[Opening Quoted passage section]

Info: Total number of electrons: 106; net charge: 0
Running: /home/timbo/miniconda3/envs/openmm-74/bin/sqm -O -i sqm.in -o sqm.out
Welcome to antechamber 17.3: molecular input file processor.
acdoctor mode is on: check and diagnosis problems in the input file.
-- Check Format for mol2 File --
Status: pass
-- Check Unusual Elements --
Status: pass
-- Check Open Valences --
Status: pass
-- Check Geometry --
for those bonded
for those not bonded
Status: pass
-- Check Weird Bonds --
Status: pass
-- Check Number of Units --
Status: pass
acdoctor mode has completed checking the input file.
Default Periodic box: [Quantity(value=Vec3(x=11.215900000000001, y=0.0, z=0.0), unit=nanometer), Quantity(value=Vec3(x=0.0, y=5.2655, z=0.0), unit=nanometer), Quantity(value=Vec3(x=0.0, y=0.0, z=4.3365), unit=nanometer)]
Minimising ...
Equilibrating ...
Starting simulation with 5000 steps ...
#"Step","Potential Energy (kJ/mole)","Temperature (K)"
1000,-12905.476935093218,279.598239742249
2000,-12666.84060298634,296.43099174154327
3000,-13110.495784052066,304.59169315932655
4000,-13014.61967772014,307.1202441925517
5000,-13061.841891369622,294.2178513158892
Simulation complete in 6.061023712158203 seconds at 300 K
The files Mpro-x0387_0_complex.pdb
, Mpro-x0387_0_minimised.pdb
and Mpro-x0387_0_traj.dcd
are generated.
The first is the complex, the second is that complex mimimised ready for simulation, the third the MD trajectory in DCD format.
See the code for details and gotchas.
python simulateComplexWithSolvent.py Mpro-x0387_0_fixed.pdb data/Mpro-x0387_0.mol Mpro-x0387_0 5000
Build on the previous simulateComplex.py example by including explicit solvent. The system now has 58,052 atoms and takes quite a lot longer to simulate, almost 2 mins using my laptop's GeForce GTX 1050 GPU. A 1ns simulation takes just under one hour.
Output is similar to the previous example. See the code for details and gotchas.
The previous methods were a bit of a cheat as they used a protein that had been fully prepared for simulation. It's pretty unlikely you will start with a protein in that state. There are 2 scripts that illustrate how preparation can be done. The aim is to be able to do this entirely within OpenMM, but it seems that's not quite possible.
The scripts are:
python prepareProtein.py protein.pdb protein
This strips out everything that is not the protein, fixes problems in the protein, adds hydrogens and writes the
file protein_prepared.pdb
. That file can be used as inputs to the previous simulations.
python prepareComplex.py data/Mpro-x0387_0_apo-desolv.pdb Mpro-x0387_0
This aims to build a PDB file with protein and ligand (and optionally the crystallographic waters) that is
ready for simulation. It writes the files protein_prepared.pdb
and ligand_prepared.pdb
.
It doesn't do everything that's needed, so other toolkits will be required:
- ligand does not have hydrogens added
- ligand can only be written to PDB format
The MD trajectories are analysed using MDTraj and the script analyse.py.
python analyse.py trajectory.dcd topology.pdb output
This requires the trajectory to be written out using the DCD reporter. The topology can be read from the minimised starting point of the MD run. This can be used for simulations with or without water.
The RMSD of the ligand and the protein C-alpha atoms compared to the start of the trajectory are displayed in a chart
that is generated using Plotly) with the name output.svg (where 'output' is the
last parameter passed to the analyse.py
script).
For complexes that are stable the RMSDs should not change dramatically. For a complex that is unstable the ligand may detach from the protein and the RMSD will increase dramatically. Relatively long simulations will be needed, maybe in the order of 100s of ns (input welcome on this and on how valid these simulations will be without explicit water).
Suggestions for how to improve these scripts and/or additional examples are welcome.

[Closing Quoted passage section]

Exercise objective: Copy out the part of the OpenMM simulation walkthrough verbatim, from "1000,-12905.476935093218,279.598239742249" up to and including "in DCD format.".

[Opening Record set section]

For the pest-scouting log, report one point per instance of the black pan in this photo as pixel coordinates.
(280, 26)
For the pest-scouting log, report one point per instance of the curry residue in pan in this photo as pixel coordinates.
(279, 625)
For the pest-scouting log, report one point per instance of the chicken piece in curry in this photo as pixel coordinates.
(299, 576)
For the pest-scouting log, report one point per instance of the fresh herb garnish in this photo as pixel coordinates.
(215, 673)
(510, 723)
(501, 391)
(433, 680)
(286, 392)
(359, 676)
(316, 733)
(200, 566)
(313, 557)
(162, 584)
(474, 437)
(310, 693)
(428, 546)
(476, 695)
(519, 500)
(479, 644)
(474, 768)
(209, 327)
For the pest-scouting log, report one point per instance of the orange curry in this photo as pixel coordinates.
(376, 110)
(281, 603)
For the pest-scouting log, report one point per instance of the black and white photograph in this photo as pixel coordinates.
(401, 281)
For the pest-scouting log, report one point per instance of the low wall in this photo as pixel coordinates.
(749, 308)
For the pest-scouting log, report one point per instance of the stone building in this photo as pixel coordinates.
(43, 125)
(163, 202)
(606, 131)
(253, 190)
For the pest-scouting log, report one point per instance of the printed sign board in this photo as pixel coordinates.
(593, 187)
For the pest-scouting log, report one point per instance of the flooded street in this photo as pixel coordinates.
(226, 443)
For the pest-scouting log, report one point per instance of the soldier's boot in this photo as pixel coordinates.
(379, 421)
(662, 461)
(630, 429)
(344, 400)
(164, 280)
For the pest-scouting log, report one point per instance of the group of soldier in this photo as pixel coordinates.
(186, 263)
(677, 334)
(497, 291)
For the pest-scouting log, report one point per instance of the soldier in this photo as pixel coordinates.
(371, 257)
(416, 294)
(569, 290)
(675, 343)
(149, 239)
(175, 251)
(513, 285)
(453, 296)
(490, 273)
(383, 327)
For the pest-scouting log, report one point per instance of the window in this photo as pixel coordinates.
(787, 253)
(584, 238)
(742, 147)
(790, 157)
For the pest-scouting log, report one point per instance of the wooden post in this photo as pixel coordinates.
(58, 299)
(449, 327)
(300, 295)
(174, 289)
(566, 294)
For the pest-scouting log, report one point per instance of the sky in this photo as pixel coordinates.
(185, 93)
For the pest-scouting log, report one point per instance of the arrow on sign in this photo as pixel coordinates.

[Closing Record set section]

Solution:
1000,-12905.476935093218,279.598239742249
2000,-12666.84060298634,296.43099174154327
3000,-13110.495784052066,304.59169315932655
4000,-13014.61967772014,307.1202441925517
5000,-13061.841891369622,294.2178513158892
Simulation complete in 6.061023712158203 seconds at 300 K
The files Mpro-x0387_0_complex.pdb
, Mpro-x0387_0_minimised.pdb
and Mpro-x0387_0_traj.dcd
are generated.
The first is the complex, the second is that complex mimimised ready for simulation, the third the MD trajectory in DCD format.